Das Spiel ist bunt
Migration und Integration im Fußball: Es ist kompliziert. Von Anfang an prägten Spieler mit migrantischen Erfahrungen den Fußball, oft wird die integrative Kraft des Sports betont. Doch in den Stadien und Gremien bleiben Deutsche unter sich.
Ein Vereinsheim in Kreuzberg. Die Wände voller Wimpel. Ein Regal biegt sich unter Pokalen. Nebenan klappern Stollenschuhe, es riecht nach Schweiß. Am Kopfende des Raumes sitzt Cacau. Aufgewachsen in Brasilien, Deutscher Meister mit dem VfB Stuttgart 2007, 23 Länderspiel-Einsätze für Deutschland. Um ihn herum lauschen Jugendliche, einige mit Fluchtbiografie, seinen Erzählungen. Cacau berichtet von seiner Ankunft in Deutschland vor zwanzig Jahren. Er machte etliche Probetrainings und landete zunächst in der Landesliga beim SV Türk Gücü in München.
"Es war wichtig, Menschen zu haben, die mir, erstens, gezeigt haben, wie wichtig zum Beispiel die Sprache ist in Deutschland. Dass es wichtig ist, dass ich auch auf die Menschen zugehe. Auf der anderen Seite war für mich auch ein Mitspieler wichtig, der ein bisschen Italienisch gesprochen hat und das klang ein bisschen wie Portugiesisch. Er war auch ein wichtiger Ansprechpartner für mich. Aber die Sicherheit zu haben, dass meine Mutter damals gesagt hat, wenn du es nicht packst, dann darfst du zurück nach Hause kommen. Das ist etwas, was mich sehr deutlich von den Flüchtlingen unterscheidet, die mir dann auch ein Stück weit diese Sicherheit gegeben hat."
"Das ist so komplex"

▶ _Vorliegende Einträge_:
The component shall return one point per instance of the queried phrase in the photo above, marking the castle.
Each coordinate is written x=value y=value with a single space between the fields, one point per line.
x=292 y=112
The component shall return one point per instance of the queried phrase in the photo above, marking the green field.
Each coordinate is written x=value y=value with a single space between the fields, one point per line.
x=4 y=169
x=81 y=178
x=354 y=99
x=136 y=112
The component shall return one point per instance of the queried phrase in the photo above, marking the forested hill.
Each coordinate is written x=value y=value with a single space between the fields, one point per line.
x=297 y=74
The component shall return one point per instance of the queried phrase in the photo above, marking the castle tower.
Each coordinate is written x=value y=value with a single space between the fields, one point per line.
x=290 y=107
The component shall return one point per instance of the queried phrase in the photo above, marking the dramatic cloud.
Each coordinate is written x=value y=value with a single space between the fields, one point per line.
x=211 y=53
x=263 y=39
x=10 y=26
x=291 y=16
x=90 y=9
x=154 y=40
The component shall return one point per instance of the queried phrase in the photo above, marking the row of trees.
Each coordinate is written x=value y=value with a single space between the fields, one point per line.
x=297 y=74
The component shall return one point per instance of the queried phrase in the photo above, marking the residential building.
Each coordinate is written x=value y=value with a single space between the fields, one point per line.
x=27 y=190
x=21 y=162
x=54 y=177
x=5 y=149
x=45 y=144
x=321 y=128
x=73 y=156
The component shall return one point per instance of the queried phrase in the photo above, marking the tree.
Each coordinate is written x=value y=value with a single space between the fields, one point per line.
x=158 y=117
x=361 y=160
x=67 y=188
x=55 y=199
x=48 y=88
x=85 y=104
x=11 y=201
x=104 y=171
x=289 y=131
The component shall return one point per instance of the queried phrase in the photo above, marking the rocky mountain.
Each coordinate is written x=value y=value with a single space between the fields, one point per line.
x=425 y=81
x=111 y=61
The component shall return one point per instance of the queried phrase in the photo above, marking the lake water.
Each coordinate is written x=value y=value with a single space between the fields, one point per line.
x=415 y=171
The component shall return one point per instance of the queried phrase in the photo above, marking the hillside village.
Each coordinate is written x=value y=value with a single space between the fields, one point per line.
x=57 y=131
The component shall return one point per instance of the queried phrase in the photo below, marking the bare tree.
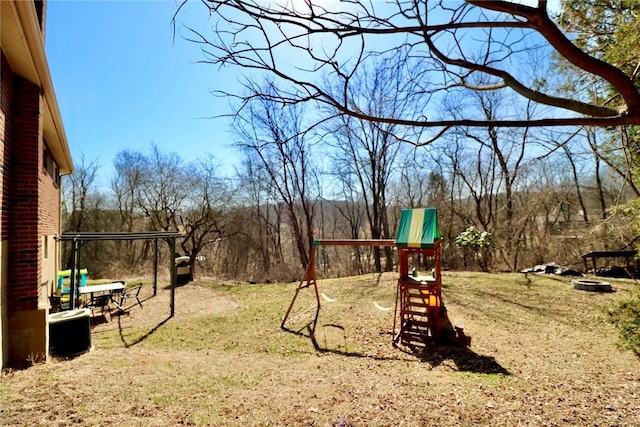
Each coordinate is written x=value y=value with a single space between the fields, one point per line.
x=366 y=153
x=454 y=40
x=271 y=134
x=205 y=214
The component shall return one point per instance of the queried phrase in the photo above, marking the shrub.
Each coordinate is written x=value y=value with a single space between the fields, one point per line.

▶ _Ziel 1_:
Nenne alle Dinge, Geräusche und Gerüche, mit denen der Textauszug das Vereinsheim in Kreuzberg beschreibt, bevor Cacau erwähnt wird.
▶ _Ziel 2_:
Erkläre anhand des Textauszugs, worin sich Cacau nach eigener Aussage deutlich von den Flüchtlingen unterscheidet.
Stütze dich ausschließlich auf den Textauszug.

▶ _Lösung 1_:
- Wände voller Wimpel
- ein Regal, das sich unter Pokalen biegt
- nebenan klappernde Stollenschuhe
- Geruch nach Schweiß

▶ _Lösung 2_:
Seine Mutter sagte ihm damals, er dürfe nach Hause zurückkommen, wenn er es nicht packe. Diese Zusage gab ihm ein Stück weit Sicherheit, und das unterscheidet ihn nach seinen Worten deutlich von den Flüchtlingen.